• **YOUR OBJECTIVE**:
In the post comparing the legacies of Vajpayee and Modi, whom does the writer credit with giving India its unification?

• **TEXT SEGMENT**:
Legacies of ABV and Modi
While the world is still reflecting on Vajpayee’s legacy- between my travels- I couldn’t stop myself from comparing the legacy left behind by ABV and the huge impact BJP’s second prime minister, Mr Modi has been busy creating.
ABV was absolutely, most certainly, the tallest statesman Indian politics ever saw. (Pic courtesy Zee News) Far more than Nehru, who was labelled one – by British leftovers and could never get anything done. Whenever I try to dig in to look at Nehru’s achievements, I struggle, because almost always, all good works done during his tenure, were those by stalwarts like Sardar Patel, who disagreed with him rather openly. So many books, auto bios of leaders of that era discuss candidly that had it not been for Patel, India would not have been what it is today. While a unified India’s was Sardar’s gift to us, Nehru left us a messed-up Kashmir, the way it is today. Anyways, so much about Nehru, because this post is not about him…
I am pretty sure that this post is going to be ripped apart like my post on Tendulkar, disagreeing hugely on Bharat Ratna having been conferred on him, which I still believe, very much belittled the highest civilian honour of our nation, having been bereft of true sporting heroes.

[Records]

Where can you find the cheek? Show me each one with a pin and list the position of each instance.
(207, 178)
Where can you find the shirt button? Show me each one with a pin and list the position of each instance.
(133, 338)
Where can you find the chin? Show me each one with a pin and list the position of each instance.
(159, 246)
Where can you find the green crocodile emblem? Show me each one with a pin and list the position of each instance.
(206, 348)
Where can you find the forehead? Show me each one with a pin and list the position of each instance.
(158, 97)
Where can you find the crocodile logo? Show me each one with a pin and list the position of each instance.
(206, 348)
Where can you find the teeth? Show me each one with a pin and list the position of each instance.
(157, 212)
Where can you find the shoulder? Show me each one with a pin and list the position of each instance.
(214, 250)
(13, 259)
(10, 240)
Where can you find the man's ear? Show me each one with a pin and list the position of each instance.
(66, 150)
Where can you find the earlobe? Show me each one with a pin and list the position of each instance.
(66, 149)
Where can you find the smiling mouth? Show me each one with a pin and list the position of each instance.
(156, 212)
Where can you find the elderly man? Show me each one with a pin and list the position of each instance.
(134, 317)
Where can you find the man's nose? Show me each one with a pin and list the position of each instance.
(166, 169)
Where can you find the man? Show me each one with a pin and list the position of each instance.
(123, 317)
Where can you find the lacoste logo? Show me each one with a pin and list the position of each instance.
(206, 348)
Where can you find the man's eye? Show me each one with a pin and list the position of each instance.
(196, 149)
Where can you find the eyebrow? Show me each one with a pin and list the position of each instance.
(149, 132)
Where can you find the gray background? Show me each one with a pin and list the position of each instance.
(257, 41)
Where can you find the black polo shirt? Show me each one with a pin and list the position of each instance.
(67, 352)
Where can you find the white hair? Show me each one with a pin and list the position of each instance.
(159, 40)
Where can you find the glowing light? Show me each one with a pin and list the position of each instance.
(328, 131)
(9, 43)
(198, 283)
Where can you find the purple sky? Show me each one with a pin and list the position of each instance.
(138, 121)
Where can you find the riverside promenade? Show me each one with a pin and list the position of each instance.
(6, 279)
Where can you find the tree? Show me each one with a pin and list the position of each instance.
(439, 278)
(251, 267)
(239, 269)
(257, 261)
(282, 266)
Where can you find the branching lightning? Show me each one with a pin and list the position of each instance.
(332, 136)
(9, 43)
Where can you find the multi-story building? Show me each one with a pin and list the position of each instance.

• **OUTPUT OF THE EXERCISE**:
Sardar Patel